LISTED ENTRIES:
━━━
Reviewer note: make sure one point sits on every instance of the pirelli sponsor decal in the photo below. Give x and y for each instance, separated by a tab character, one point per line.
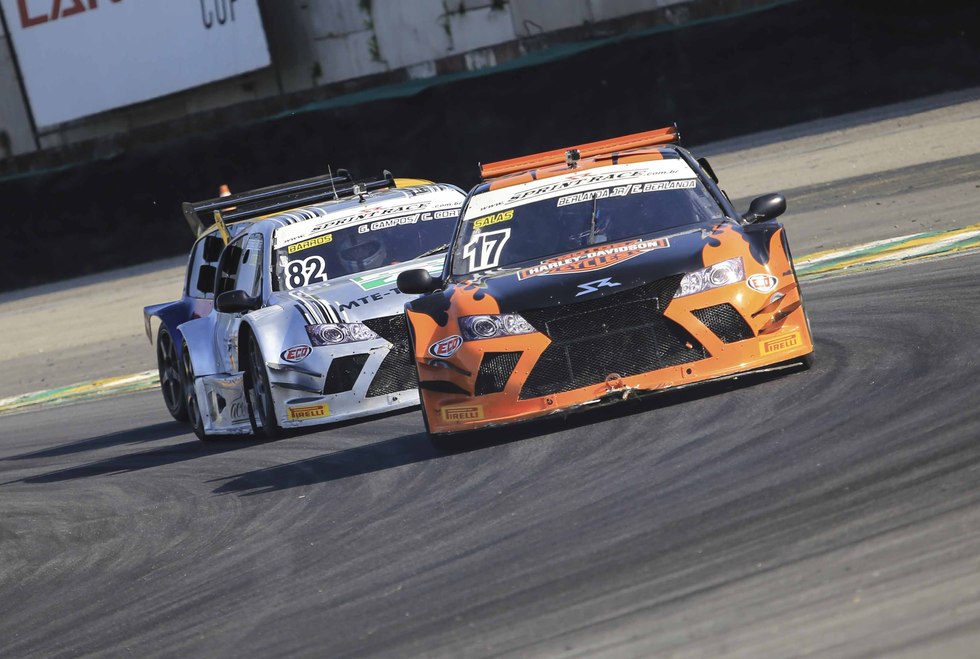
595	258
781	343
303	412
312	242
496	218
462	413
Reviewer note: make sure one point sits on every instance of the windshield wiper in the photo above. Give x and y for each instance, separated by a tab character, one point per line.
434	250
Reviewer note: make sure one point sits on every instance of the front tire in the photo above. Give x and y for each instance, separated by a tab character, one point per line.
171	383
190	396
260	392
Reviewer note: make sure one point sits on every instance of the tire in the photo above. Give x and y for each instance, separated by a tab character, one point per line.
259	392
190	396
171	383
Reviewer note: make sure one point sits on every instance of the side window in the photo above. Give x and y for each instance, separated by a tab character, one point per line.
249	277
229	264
━━━
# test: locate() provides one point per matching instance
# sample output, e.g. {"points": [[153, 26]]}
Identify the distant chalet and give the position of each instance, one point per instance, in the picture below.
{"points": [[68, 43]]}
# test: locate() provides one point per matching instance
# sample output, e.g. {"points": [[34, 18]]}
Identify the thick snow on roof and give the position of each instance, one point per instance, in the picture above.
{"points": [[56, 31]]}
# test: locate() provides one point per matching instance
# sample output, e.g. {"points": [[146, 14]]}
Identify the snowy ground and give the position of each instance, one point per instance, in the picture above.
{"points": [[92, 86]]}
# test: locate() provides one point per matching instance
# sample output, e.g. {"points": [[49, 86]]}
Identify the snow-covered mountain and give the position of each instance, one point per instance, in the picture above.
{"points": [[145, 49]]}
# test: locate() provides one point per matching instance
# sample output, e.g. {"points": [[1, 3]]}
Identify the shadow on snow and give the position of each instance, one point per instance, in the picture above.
━━━
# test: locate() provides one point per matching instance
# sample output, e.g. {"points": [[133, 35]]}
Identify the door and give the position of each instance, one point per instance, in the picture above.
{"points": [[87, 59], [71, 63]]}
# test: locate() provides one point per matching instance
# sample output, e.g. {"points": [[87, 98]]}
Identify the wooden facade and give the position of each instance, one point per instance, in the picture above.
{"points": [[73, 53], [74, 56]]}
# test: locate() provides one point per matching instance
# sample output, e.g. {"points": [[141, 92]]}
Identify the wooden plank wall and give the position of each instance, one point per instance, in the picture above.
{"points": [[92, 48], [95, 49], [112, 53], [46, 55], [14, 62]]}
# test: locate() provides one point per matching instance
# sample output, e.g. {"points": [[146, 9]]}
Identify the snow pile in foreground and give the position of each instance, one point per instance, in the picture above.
━━━
WHAT NEEDS TO BE DONE:
Copy the lines from the entries above in which the word "output" appears.

YOUR RESPONSE:
# sample output, e.g. {"points": [[153, 26]]}
# sample output, e.g. {"points": [[34, 18]]}
# sample output, e.g. {"points": [[146, 14]]}
# sample output, e.g. {"points": [[49, 86]]}
# sample output, e.g. {"points": [[1, 3]]}
# sample output, e.g. {"points": [[133, 35]]}
# sample output, e.g. {"points": [[87, 98]]}
# sample output, e.g. {"points": [[141, 92]]}
# sample output, e.g. {"points": [[146, 9]]}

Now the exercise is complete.